- What this task involves: Return the listing word for word, as given.

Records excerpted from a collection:
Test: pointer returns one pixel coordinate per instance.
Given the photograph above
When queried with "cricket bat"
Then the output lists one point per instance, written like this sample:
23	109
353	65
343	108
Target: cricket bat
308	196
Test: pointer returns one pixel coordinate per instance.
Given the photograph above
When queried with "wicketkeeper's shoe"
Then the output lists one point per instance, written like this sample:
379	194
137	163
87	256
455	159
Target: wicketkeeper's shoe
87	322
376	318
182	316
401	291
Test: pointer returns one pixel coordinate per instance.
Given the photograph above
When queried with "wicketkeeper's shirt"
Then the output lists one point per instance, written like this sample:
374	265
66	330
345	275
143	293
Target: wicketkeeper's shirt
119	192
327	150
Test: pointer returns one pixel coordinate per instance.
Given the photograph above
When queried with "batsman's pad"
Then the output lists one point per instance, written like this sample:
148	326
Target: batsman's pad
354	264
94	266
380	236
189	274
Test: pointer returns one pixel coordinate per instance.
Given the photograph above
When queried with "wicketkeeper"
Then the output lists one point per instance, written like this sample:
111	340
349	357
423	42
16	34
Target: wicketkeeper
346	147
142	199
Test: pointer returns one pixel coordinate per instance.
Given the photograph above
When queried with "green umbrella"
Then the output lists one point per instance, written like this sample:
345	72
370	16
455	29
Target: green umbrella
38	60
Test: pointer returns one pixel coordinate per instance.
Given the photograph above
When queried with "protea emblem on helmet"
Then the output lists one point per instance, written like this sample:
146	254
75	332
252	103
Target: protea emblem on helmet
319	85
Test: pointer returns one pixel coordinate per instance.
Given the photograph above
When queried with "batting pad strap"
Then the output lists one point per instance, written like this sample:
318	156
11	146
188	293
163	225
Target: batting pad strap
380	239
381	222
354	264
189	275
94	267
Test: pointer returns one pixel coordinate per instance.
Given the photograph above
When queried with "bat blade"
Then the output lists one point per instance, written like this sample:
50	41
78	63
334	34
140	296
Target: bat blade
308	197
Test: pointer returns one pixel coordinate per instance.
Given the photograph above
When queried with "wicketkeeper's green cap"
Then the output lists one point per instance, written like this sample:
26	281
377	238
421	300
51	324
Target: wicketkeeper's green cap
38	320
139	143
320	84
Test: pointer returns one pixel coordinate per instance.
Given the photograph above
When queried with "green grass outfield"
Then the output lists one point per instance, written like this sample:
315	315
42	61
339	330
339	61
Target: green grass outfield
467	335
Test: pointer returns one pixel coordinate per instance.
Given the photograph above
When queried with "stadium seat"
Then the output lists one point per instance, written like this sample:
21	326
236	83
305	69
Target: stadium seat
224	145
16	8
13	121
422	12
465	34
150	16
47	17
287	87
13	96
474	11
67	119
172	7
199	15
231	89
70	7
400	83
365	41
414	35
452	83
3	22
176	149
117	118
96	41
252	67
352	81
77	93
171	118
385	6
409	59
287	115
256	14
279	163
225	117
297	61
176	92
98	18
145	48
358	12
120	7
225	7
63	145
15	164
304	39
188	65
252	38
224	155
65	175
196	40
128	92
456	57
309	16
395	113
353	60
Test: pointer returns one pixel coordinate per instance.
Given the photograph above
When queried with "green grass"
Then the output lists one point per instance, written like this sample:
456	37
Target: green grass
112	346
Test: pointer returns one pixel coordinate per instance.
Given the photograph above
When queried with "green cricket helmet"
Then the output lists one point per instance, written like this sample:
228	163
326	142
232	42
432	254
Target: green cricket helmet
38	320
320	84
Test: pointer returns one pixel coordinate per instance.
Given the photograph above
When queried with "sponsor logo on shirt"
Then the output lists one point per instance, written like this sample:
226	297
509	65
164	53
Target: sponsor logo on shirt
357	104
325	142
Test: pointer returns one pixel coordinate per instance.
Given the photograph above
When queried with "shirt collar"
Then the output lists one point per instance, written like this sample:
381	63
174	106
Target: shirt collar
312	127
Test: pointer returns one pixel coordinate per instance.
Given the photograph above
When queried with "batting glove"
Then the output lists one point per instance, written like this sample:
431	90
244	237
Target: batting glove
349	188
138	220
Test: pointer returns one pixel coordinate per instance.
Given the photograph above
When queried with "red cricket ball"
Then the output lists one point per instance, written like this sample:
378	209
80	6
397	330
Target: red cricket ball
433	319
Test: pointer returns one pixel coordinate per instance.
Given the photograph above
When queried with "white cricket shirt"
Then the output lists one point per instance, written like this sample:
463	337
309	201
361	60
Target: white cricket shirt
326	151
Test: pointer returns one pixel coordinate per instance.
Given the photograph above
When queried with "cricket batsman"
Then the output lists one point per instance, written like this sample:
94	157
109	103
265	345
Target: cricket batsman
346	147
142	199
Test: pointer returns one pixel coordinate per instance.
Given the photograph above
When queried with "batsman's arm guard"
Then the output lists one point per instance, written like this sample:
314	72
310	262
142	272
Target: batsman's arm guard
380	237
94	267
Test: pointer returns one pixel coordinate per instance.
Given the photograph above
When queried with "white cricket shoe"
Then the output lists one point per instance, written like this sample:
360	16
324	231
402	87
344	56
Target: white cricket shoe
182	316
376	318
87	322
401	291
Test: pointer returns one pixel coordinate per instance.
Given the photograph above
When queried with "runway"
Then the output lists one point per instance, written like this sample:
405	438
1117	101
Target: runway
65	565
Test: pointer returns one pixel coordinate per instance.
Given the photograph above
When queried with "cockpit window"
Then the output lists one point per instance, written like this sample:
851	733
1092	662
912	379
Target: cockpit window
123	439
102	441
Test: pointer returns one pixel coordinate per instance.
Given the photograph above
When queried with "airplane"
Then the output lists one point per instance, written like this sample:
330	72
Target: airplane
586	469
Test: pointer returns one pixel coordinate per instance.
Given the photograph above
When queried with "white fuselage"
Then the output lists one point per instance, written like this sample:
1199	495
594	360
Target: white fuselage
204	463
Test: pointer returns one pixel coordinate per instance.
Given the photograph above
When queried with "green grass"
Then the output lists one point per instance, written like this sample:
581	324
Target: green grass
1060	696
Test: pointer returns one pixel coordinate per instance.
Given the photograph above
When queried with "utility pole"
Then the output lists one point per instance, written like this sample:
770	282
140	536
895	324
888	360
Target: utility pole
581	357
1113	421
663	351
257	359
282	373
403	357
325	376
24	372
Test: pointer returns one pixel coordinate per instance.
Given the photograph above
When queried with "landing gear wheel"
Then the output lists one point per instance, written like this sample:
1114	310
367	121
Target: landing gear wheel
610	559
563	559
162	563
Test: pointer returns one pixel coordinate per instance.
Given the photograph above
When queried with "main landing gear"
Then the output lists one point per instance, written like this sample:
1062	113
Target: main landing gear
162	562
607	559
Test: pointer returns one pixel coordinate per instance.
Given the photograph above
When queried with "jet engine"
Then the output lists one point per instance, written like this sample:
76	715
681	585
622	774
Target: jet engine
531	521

- The answer:
Test: pointer returns one pixel coordinate per instance.
Given the photograph above
When queried with "cricket bat"
Then the output lists one point per instance, written like this sample:
23	109
353	65
343	108
Target: cricket bat
308	196
Test: pointer returns one pixel coordinate per instance.
Given the photograph above
When queried with "wicketkeeper's shoe"
Then the output lists one point per instance, written like this sample:
379	194
137	163
87	256
455	159
Target: wicketkeeper's shoe
87	322
376	318
182	316
401	291
Test: pointer returns one pixel coordinate per instance.
Given the photograph above
When queried with "wicketkeeper's shirt"
Then the output lists one point per instance, written like this sample:
374	265
66	330
345	275
143	293
Target: wicketkeeper's shirt
119	192
327	150
Test: pointer returns one pixel coordinate per instance.
Given the photograph above
When queried with "batsman's pad"
Then the output lists one point per instance, written like this sample:
148	326
Target: batsman's pad
354	264
94	266
380	236
189	274
Test: pointer returns one pixel coordinate per instance.
Given the photograph above
When queried with "wicketkeeper"
Then the output lists one point per instance, written like this sample:
111	340
349	357
423	42
16	34
Target: wicketkeeper
346	147
142	199
Test: pointer returns one pixel coordinate per instance.
Given the photograph above
When queried with "green umbrella"
Then the output lists one point per instance, written like this sample:
345	72
370	16
455	29
Target: green umbrella
38	60
Test: pointer returns one pixel coordinate per instance.
Given the photograph above
When queried with "protea emblem on helmet"
Then the output lists one point per instance, written like this sample:
146	254
75	332
252	103
Target: protea emblem on helmet
319	85
Test: pointer returns one pixel coordinate per instance.
Given the photograph above
When queried with "batting pad strap"
Then the output lists one point per instance, written like this sample:
318	156
11	146
188	293
163	225
Target: batting pad strap
380	239
381	222
354	264
189	275
94	267
Test: pointer returns one pixel coordinate per instance.
Given the photograph above
When queried with "bat blade"
Then the output lists one point per instance, written like this sample:
50	41
78	63
334	34
140	296
Target: bat blade
308	197
Test: pointer returns one pixel coordinate per instance.
Given the photograph above
When queried with "wicketkeeper's green cap"
Then the output lists one point per instance, written like this sample:
26	281
377	238
421	300
51	324
Target: wicketkeeper's green cap
38	320
139	143
320	84
Test: pointer returns one pixel coordinate per instance.
Given the photograph above
When queried with "green grass outfield"
Then the output lists one point per instance, written like this sample:
315	315
42	61
339	330
339	61
Target: green grass outfield
467	335
Test: pointer returns one pixel coordinate per instance.
Given the photograph above
When queried with "stadium seat"
Then the output lists one point per instance, written like this sample:
21	326
236	83
305	69
Target: stadium seat
224	145
16	8
13	121
422	12
465	34
150	16
47	17
287	87
13	96
474	11
67	119
172	7
199	15
231	89
70	7
400	83
365	41
414	35
452	83
3	22
176	149
117	118
96	41
252	67
352	81
77	93
171	118
385	6
409	59
287	115
256	14
279	163
225	117
297	61
176	92
98	18
145	48
358	12
120	7
225	7
63	145
15	164
304	39
188	65
252	38
224	155
65	175
196	40
128	92
456	57
309	16
395	113
353	60
Test: pointer returns one pixel coordinate per instance.
Given the photograph above
When queried with "green grass"
Then the output lists one point per instance, written like this sample:
456	37
Target: green grass
112	346
Test: pointer returns one pixel coordinate per instance.
Given the photograph above
When queried with "green cricket helmet"
Then the output lists one point per instance, written like this sample:
228	163
326	142
232	42
432	254
Target: green cricket helmet
38	320
320	84
Test: pointer returns one pixel coordinate per instance.
Given the photograph above
When queried with "sponsor logo on shirt"
Then the output lists one point per instance, written like this sample:
226	297
509	65
164	53
Target: sponsor logo on shirt
357	104
325	142
Test: pointer returns one pixel coordinate per instance.
Given the photograph above
When queried with "shirt collar"
Then the output lists one point per instance, written like this sample:
381	63
174	106
Target: shirt collar
312	127
Test: pointer returns one pixel coordinate per instance.
Given the photograph above
When queried with "batting glove"
Then the output lists one point per instance, written like this sample:
431	90
244	237
Target: batting glove
349	188
138	220
Test: pointer returns one pixel coordinate per instance.
Given the photograph above
When queried with "red cricket ball"
Then the output lists one point per instance, written like this sample:
378	209
80	6
397	330
Target: red cricket ball
433	319
Test: pointer returns one pixel coordinate per instance.
Given the photograph above
When queried with "white cricket shirt"
Then the output lists one point per instance, written like this sample:
463	337
309	201
361	60
Target: white cricket shirt
326	151
Test: pointer returns one pixel coordinate per instance.
Given the photograph above
When queried with "cricket batsman"
Then the output lists one point per instance, written like this sample:
94	157
109	103
265	345
Target: cricket batsman
346	147
142	199
Test: pointer returns one pixel coordinate per instance.
Given the photograph above
When queried with "batsman's arm guard"
Then the output lists one point per instance, written like this sample:
314	72
310	262
142	272
Target: batsman's arm guard
380	237
94	267
Test: pointer returns one pixel coordinate per instance.
Given the photograph above
When queried with "white cricket shoe"
Then the output lists one point per instance, written like this sample:
360	16
324	231
402	87
344	56
Target: white cricket shoe
182	316
376	318
87	322
401	291
Test: pointer returns one pixel coordinate per instance.
Given the photograph above
When queried with "runway"
Then the output lists one point per instance, written like this sample:
405	438
1117	101
Target: runway
65	565
Test: pointer returns one pixel coordinate per instance.
Given the photograph above
When queried with "cockpit window"
Then the output lists one point per instance, written like this sample:
851	733
1092	662
912	379
Target: cockpit window
123	439
102	441
Test: pointer returns one pixel coordinate per instance.
Given the photograph above
When queried with "airplane"
Then the output lists one point per instance, written like this sample:
330	72
Target: airplane
586	469
Test: pointer returns one pixel coordinate per instance.
Given the photograph above
When queried with "white fuselage"
Then the output lists one point per instance, written like this sample:
1199	495
594	360
Target: white fuselage
204	463
Test: pointer returns one pixel coordinate per instance.
Given the photograph above
When queried with "green grass"
Then the output lists one point per instance, written like this sample:
581	324
Target: green grass
1060	696
Test: pointer returns one pixel coordinate per instance.
Given the photograph above
When queried with "utility pole"
Then the output lists one point per instance, written like this sample:
770	282
140	536
895	324
888	360
Target: utility pole
581	357
1113	421
663	351
257	359
282	373
403	357
325	376
24	372
Test: pointer returns one pixel coordinate per instance.
Given the photograph above
When queried with "landing gear wheel"
Then the output lists one point per instance, written like this sample:
1114	310
367	121
Target: landing gear wheel
610	559
563	559
162	563
Test: pointer returns one pixel coordinate per instance.
Given the photograph above
When queried with "main landing gear"
Then the output lists one point per instance, written like this sample:
1062	113
Target: main landing gear
162	562
607	559
Test: pointer returns one pixel coordinate per instance.
Given the photograph above
When queried with "jet engine"
Then the output lists one point per instance, written like this sample:
76	715
681	585
622	774
Target: jet engine
531	521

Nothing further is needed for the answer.